Task instructions: Return the records that follow, matching each one exactly.

Stored data entries:
==================================================

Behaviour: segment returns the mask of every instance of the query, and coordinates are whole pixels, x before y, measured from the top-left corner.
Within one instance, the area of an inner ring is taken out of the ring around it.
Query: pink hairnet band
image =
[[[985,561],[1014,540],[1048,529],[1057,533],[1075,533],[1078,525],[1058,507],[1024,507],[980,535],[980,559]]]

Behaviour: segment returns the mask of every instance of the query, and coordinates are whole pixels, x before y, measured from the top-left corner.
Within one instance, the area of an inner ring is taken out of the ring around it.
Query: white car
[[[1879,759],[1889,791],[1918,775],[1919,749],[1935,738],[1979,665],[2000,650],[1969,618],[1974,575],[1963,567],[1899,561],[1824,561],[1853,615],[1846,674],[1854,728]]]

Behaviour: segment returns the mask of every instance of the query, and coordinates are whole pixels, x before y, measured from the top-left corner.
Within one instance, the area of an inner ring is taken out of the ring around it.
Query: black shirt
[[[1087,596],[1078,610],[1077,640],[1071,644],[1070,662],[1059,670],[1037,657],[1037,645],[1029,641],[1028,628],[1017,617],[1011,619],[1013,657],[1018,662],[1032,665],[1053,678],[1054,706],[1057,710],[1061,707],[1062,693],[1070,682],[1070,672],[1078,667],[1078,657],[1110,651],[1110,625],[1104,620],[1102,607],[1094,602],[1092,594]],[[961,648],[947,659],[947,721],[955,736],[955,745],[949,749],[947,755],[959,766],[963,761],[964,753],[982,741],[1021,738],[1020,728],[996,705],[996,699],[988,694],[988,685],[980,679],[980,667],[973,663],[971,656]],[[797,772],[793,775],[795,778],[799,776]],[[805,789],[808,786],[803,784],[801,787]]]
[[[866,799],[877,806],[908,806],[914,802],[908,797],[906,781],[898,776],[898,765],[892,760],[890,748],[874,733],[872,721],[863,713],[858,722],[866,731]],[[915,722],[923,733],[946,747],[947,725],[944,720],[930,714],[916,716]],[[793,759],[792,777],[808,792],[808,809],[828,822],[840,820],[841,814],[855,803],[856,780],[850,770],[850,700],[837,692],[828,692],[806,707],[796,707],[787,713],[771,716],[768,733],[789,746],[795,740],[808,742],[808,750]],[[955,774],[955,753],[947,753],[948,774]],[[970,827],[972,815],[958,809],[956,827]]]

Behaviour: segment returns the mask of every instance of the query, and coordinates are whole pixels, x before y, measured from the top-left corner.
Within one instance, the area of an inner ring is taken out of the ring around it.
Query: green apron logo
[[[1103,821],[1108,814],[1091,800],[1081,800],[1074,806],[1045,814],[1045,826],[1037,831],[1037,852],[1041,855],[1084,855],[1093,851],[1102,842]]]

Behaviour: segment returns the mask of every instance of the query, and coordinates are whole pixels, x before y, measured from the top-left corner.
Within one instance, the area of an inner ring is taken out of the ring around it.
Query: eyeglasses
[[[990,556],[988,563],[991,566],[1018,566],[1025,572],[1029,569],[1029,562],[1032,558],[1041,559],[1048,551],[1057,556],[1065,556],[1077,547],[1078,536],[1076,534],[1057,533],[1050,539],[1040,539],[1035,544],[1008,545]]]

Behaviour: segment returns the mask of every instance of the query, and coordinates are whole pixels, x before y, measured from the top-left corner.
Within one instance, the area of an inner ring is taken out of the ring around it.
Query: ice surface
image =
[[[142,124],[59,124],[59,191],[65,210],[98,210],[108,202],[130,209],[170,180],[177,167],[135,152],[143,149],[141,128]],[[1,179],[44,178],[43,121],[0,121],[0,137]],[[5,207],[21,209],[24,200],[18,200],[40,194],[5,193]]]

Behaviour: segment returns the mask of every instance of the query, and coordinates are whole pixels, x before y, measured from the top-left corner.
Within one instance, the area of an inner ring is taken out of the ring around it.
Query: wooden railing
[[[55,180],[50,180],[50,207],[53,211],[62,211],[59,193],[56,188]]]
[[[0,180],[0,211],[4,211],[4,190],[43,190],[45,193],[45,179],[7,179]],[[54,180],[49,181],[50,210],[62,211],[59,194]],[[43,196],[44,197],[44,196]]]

==================================================

Exercise answer:
Behaviour: segment returns the mask of every instance of the query, and coordinates are whole pixels, x before y, measured from the top-left corner.
Within one instance, the area of an inner ring is taken out of the ring around it.
Query: pink hairnet band
image =
[[[985,561],[1014,540],[1048,529],[1057,533],[1075,533],[1078,525],[1058,507],[1024,507],[980,535],[980,559]]]

Behaviour: segment returns the mask of every instance of the query, and coordinates are whole pixels, x before y, measured from the top-left corner.
Within one instance, the area of an inner ring is taken out of the ring around it.
Query: white car
[[[1879,759],[1889,791],[1918,775],[1919,749],[1935,738],[1979,665],[2000,650],[1969,618],[1974,575],[1963,567],[1899,561],[1824,561],[1853,615],[1846,674],[1854,728]]]

Behaviour: segment returns the mask of every instance of the query, and coordinates are whole pixels, x before y, measured from the top-left corner.
Within one instance, the area of an inner ring is taken out of the ring around it.
Query: black shirt
[[[1087,596],[1078,610],[1077,640],[1071,644],[1070,662],[1059,670],[1037,657],[1037,645],[1029,641],[1028,628],[1017,617],[1011,619],[1013,657],[1018,662],[1032,665],[1053,678],[1054,706],[1057,710],[1061,707],[1062,693],[1070,682],[1070,672],[1078,667],[1078,657],[1110,651],[1110,625],[1104,620],[1102,607],[1094,602],[1092,594]],[[961,648],[947,659],[947,721],[955,736],[955,745],[949,749],[947,755],[959,766],[963,761],[964,753],[982,741],[1021,738],[1020,728],[996,705],[996,699],[988,694],[988,685],[980,679],[980,667],[973,663],[971,656]],[[797,772],[793,775],[795,778],[799,776]],[[805,789],[808,786],[803,784],[801,787]]]
[[[866,799],[877,806],[908,806],[914,802],[908,797],[906,781],[898,776],[898,765],[892,760],[890,748],[874,733],[872,721],[863,713],[858,722],[866,731]],[[915,722],[923,733],[946,747],[947,725],[944,720],[930,714],[916,716]],[[793,759],[792,777],[808,792],[808,809],[828,822],[840,820],[841,814],[855,803],[856,780],[850,770],[850,700],[837,692],[828,692],[806,707],[796,707],[787,713],[771,716],[768,733],[789,746],[795,740],[808,742],[808,750]],[[955,774],[955,753],[947,753],[948,774]],[[970,827],[972,815],[958,809],[956,827]]]

Behaviour: segment returns the mask of every instance of the query, and coordinates are whole pixels, x before y, measured from the top-left corner.
Within one instance, the area of an inner ring is taken out of the ring around it.
Query: green apron logo
[[[1103,821],[1108,814],[1091,800],[1081,800],[1074,806],[1045,814],[1045,826],[1037,831],[1037,852],[1041,855],[1084,855],[1093,851],[1102,842]]]

Behaviour: segment returns the mask of every instance of the query, and coordinates are whole pixels, x before y, measured from the top-left corner.
Within one instance, the area of an inner ring is taken out of the ring around it.
Query: eyeglasses
[[[990,556],[988,563],[991,566],[1018,566],[1025,572],[1029,569],[1029,562],[1032,558],[1041,559],[1048,551],[1057,556],[1065,556],[1077,547],[1078,536],[1076,534],[1057,533],[1050,539],[1040,539],[1035,544],[1008,545]]]

Behaviour: segment returns the mask of every instance of the query, and coordinates are whole pixels, x before y, measured from the top-left corner.
Within one instance, the area of an inner ring is taken out of the ring around it.
Query: ice surface
image =
[[[142,124],[59,124],[59,191],[65,210],[98,210],[108,202],[130,209],[170,180],[177,167],[135,152],[143,149],[141,128]],[[1,179],[44,178],[43,121],[0,121],[0,137]],[[5,207],[21,209],[24,200],[18,200],[40,194],[5,193]]]

Behaviour: segment returns the mask of every instance of the query, and coordinates are whole pixels, x before y, measured from the top-left corner.
Within one instance, the area of an inner ring is taken out of the ring around it.
Query: wooden railing
[[[55,180],[50,180],[50,207],[53,211],[62,211],[59,193],[56,188]]]
[[[0,180],[0,211],[4,211],[4,190],[43,190],[45,193],[45,179],[7,179]],[[54,180],[49,181],[50,210],[62,211],[59,194]],[[43,196],[44,197],[44,196]]]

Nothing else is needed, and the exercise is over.